* Do this
Rewrite every item below as a numbered list with no blank lines, and leave the pictures out of your answer.

+ + +

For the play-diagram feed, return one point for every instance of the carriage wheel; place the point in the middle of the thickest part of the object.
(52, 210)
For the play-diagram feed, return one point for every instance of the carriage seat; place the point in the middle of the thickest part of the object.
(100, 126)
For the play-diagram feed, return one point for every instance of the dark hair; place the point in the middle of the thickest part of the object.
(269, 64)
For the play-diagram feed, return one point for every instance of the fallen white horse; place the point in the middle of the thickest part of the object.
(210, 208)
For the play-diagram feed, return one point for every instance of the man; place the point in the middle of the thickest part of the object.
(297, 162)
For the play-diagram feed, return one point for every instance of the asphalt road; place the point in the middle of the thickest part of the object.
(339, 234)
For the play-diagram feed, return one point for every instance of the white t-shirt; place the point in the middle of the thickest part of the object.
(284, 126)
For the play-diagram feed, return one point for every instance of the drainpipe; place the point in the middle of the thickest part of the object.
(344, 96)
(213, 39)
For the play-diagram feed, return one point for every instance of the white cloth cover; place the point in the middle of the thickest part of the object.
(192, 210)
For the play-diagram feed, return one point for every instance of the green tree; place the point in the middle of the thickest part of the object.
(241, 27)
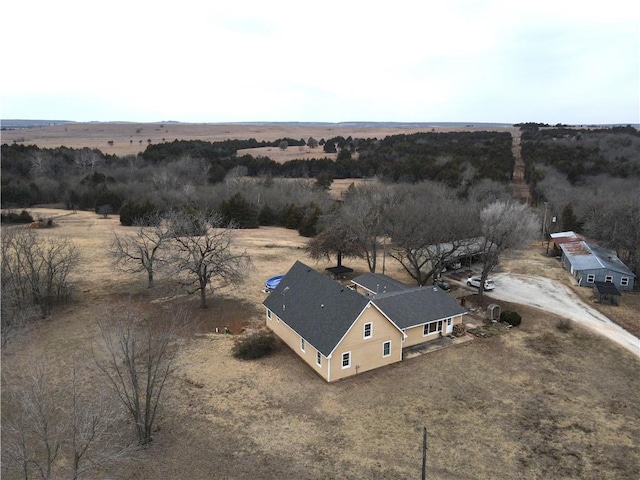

+ + +

* Written answer
1. For the play-diagram feed, return one point for every instance of the carriage wheel; place the point in the middle of the thickest part of the object.
2. (52, 210)
3. For the play-diagram feed, return one point for every instance of the carriage seat; place the point in the middle of the thickest part of the object.
4. (100, 126)
5. For the play-diagram feed, return one point for every instance of the dark hair; place the point in the middle of the thickest part of the object.
6. (269, 64)
7. For the play-diagram feed, return one point for every instance of the fallen white horse; place the point in the middle of the thickest part of the object.
8. (210, 208)
9. For the play-diagram feed, return one point for every instance of the man; place the point in the middle of the thickest part of the object.
10. (297, 162)
11. For the play-diagram feed, return one point for every instance of the asphalt road; place the point in the middle of the thickest part of the object.
12. (339, 234)
13. For the play-diagram feed, return one point for every instance of the white t-shirt; place the point in the middle of the thickest part of the object.
14. (284, 126)
15. For the play-diagram feed, return one point for every instance of the drainpipe; place the point in the middle of the thickest part of the object.
16. (344, 96)
17. (213, 39)
18. For the play-diagram feed, return one point for every instance of the white cloth cover; place the point in the middle of the thickest part of the object.
19. (192, 210)
20. For the play-diagram feed, return one point for every instance of the green tree; place the point in the middle of the thickest part of the object.
21. (241, 27)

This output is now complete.